What you will do>
Render the material from the line with "Query: tree line" up to and including the line with "Query: distant hill" as a numbered list, leaving out any blank lines.
## BEGIN Input material
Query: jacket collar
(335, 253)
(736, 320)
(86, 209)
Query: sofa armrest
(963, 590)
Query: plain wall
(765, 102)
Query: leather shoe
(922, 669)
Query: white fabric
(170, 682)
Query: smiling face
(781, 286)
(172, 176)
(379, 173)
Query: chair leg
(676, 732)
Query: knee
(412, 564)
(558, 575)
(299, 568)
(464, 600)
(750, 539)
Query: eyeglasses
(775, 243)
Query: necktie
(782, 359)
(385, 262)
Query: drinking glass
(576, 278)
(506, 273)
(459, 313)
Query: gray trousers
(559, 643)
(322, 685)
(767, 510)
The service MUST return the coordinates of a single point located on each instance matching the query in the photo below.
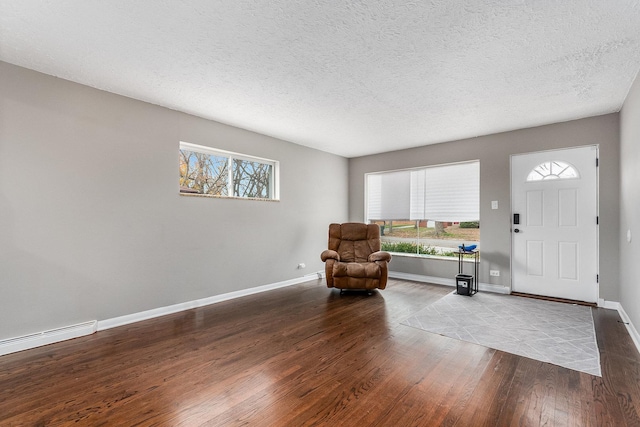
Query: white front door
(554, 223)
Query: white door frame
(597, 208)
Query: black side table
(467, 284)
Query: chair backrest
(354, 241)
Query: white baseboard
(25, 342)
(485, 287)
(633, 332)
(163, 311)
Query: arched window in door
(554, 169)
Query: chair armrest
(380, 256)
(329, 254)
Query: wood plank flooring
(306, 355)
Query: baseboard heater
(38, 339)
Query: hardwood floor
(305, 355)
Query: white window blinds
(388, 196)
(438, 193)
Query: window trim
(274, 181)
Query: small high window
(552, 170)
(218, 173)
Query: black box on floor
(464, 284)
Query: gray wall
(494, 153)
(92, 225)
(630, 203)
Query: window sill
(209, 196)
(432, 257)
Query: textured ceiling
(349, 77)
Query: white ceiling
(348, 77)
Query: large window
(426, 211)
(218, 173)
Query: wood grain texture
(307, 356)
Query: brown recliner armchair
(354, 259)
## END Input material
## BEGIN Input material
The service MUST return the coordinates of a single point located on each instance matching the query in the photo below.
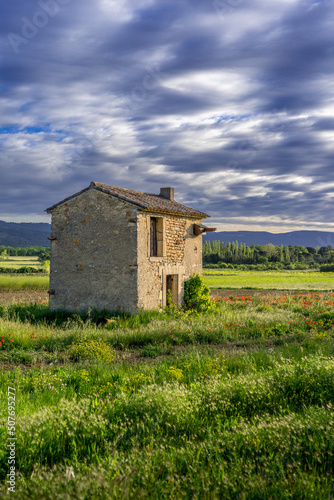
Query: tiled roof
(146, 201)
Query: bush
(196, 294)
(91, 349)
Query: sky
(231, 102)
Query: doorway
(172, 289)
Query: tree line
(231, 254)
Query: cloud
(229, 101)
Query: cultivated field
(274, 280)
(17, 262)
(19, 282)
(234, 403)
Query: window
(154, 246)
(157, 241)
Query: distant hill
## END Input material
Solution to this task>
1. Query: tree line
2. (231, 254)
3. Query: cloud
4. (229, 101)
5. Query: cultivated field
6. (274, 280)
7. (17, 262)
8. (19, 282)
9. (234, 403)
10. Query: window
11. (154, 246)
12. (157, 241)
13. Query: distant hill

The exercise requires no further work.